## VORLIEGENDER TEXT
Die Wahlen hätten zunächst im Mai stattfinden sollen, wurden aber aufgrund der Pandemie erst auf den August, dann auf den 6. September verschoben. Dass nun das TSE den Wahltermin erneut auf den 18. Oktober verlegt hat, hat für massiven Unmut bei der COB und dem Einheitspakt gesorgt, die daraufhin beschlossen, landesweite Blockaden durchzuführen.

In der Pressekonferenz forderte Huarachi die Áñez-Regierung auf, zu den zahlreichen Forderungen der COB an die Regierung Stellung zu nehmen. Dazu gehören eine koordinierte Vorgehensweise im Umgang mit dem Coronavirus, die Verteilung von Medikamenten, eine wirtschaftliche Wiederbelebung, eine Reaktion auf die Massenentlassungen und die Wiederherstellung von Arbeitsplätzen im Bildungsbereich.

Rechte Gruppen machen mobil

Während die Anhänger*innen von Evo Morales weiterhin auf der Straße sind, mobilisieren auch rechte Gruppen, die zu den erbittertesten Gegner*innen der Politik des Expräsidenten gehören, der im vergangenen November gestürzt wurde. So hat am 11. August auch die „Asamblea de la Cruceñidad“ mehrere Forderungen an die Regierung von Jeanine Áñez gestellt. Diese Versammlung wurde vom rechten Bürgerkomitee Pro Santa Cruz einberufen, das Teil der wirtschaftlichen Elite des Departments Santa Cruz ist.

Die Versammlung und das Bürgerkomitee fordern, die Ermittlungsverfahren gegen Morales und die Führungsspitze des MAS weiterzuverfolgen und verlangen zudem den Rücktritt des Präsidenten des TSE, Salvador Romero. Sie lehnen die Festlegung des Wahltermins auf den 18. Oktober ab und stellten der Regierung eine Frist von 48 Stunden, um die blockierten Straßen in Santa Cruz zu räumen.

Rómulo Calvo, Vorsitzender der ultrarechten Versammlung aus Santa Cruz, verlangte, „die vom Bürgerkomitee initiierten Ermittlungen gegen Evo Morales, alle Anführer*innen des MAS, sowie gegen Juan Carlos Huarachi wegen Menschenrechtsvergehen gegen die bolivianische Bevölkerung zügig weiter zu verfolgen“.

## UNTERSUCHTE DATENSÄTZE

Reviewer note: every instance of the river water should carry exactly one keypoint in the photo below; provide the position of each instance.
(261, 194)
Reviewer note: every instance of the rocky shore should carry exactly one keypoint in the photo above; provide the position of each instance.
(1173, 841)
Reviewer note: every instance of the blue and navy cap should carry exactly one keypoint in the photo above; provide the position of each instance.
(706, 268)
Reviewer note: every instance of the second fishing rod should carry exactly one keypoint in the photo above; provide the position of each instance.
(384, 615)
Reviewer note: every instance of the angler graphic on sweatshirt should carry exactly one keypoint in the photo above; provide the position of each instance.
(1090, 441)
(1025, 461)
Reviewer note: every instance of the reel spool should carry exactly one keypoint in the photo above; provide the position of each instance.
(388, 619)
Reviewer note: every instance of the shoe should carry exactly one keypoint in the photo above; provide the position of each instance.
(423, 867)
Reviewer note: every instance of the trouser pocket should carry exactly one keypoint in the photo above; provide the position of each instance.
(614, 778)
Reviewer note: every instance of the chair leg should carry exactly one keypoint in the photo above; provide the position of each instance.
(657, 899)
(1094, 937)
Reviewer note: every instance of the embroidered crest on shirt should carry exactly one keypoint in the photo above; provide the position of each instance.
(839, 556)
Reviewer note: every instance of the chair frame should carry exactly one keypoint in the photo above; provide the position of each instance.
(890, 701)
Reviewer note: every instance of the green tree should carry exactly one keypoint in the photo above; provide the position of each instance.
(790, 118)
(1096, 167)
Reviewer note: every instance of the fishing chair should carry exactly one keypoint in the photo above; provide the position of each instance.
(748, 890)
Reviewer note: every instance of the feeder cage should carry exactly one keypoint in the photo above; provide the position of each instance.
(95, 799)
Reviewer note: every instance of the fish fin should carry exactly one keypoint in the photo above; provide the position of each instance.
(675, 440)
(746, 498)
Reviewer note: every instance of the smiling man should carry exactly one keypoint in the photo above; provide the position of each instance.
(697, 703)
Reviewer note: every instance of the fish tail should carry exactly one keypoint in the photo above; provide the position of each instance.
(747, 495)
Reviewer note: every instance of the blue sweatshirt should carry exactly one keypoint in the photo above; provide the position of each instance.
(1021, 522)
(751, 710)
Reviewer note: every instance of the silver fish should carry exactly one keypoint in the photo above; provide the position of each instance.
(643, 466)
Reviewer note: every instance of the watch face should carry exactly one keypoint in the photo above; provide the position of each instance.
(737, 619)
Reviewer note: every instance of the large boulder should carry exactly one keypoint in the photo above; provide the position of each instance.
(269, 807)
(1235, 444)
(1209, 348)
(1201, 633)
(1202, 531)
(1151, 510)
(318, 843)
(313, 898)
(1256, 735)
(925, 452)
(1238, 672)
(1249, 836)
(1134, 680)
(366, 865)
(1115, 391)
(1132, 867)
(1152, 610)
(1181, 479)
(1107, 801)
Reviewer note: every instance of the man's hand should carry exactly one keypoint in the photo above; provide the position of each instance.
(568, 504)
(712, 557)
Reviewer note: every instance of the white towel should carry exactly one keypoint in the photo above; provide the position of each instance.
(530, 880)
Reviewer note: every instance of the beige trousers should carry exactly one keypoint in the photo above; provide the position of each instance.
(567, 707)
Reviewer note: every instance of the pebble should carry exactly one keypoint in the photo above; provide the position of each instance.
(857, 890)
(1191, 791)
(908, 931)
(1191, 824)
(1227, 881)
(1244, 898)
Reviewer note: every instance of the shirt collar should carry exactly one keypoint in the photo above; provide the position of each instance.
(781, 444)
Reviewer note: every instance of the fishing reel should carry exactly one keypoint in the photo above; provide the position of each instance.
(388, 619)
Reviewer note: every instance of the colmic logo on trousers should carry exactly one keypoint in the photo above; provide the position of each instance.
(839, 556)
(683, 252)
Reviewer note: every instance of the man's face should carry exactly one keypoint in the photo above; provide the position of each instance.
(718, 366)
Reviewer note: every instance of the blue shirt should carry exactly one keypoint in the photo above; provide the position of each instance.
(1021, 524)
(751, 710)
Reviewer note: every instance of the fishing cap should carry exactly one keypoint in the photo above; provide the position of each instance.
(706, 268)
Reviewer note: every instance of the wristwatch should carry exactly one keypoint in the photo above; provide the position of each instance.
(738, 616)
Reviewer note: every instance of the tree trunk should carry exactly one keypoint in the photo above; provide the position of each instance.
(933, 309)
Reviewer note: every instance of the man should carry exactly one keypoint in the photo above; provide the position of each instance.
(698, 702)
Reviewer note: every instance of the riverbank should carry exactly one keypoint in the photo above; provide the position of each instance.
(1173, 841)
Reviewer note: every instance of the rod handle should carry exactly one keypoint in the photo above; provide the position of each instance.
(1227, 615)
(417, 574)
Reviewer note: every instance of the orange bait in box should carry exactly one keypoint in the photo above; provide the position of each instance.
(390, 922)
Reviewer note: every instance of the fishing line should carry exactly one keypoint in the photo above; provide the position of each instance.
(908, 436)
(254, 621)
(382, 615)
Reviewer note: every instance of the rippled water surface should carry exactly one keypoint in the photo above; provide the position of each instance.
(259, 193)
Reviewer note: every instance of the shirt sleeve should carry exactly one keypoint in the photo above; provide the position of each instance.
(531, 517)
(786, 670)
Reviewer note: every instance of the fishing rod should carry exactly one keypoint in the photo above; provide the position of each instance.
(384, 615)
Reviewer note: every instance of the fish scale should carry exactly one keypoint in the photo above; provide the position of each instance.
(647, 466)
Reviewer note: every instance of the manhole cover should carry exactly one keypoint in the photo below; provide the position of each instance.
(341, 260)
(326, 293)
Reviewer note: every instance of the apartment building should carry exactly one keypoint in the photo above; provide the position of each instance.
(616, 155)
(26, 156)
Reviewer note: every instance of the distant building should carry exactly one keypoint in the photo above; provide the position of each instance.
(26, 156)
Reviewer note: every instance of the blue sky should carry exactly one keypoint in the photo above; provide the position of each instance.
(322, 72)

## AUFGABEN ZUR ÜBUNG
1 – Nennen Sie alle Forderungen der COB an die Regierung, die der Text über die Wahlen in Bolivien ausdrücklich aufführt.
2 – Setzen Sie den Text über die Wahlen in Bolivien im Anschluss an seinen letzten Satz fort.

## NUMMERIERTE ANTWORTEN
1 –
- eine koordinierte Vorgehensweise im Umgang mit dem Coronavirus
- die Verteilung von Medikamenten
- eine wirtschaftliche Wiederbelebung
- eine Reaktion auf die Massenentlassungen
- die Wiederherstellung von Arbeitsplätzen im Bildungsbereich

2 –
„Inakzeptable rassistische Äußerungen“ des Bürgerkomitees

Zudem werden Präsidentin Áñez und ihr Kabinett aufgefordert, „entschlossen die Kraft des Gesetzes wieder herzustellen“. Außerdem solle Salvador Romero zurücktreten. Dieser habe nicht verantwortungsbewusst und unabhängig gehandelt: „Das TSE muss den MAS bestrafen“, ihre Führungspersonen müssten „wegen der begangenen Straftaten“ von den Wahlen ausgeschlossen werden. Darüber hinaus drohte Calvo, dass „dieses Komitee nicht ruhen wird, bis diese menschlichen Bestien, die es nicht wert sind, Bürger genannt zu werden, hinter Gittern sind“.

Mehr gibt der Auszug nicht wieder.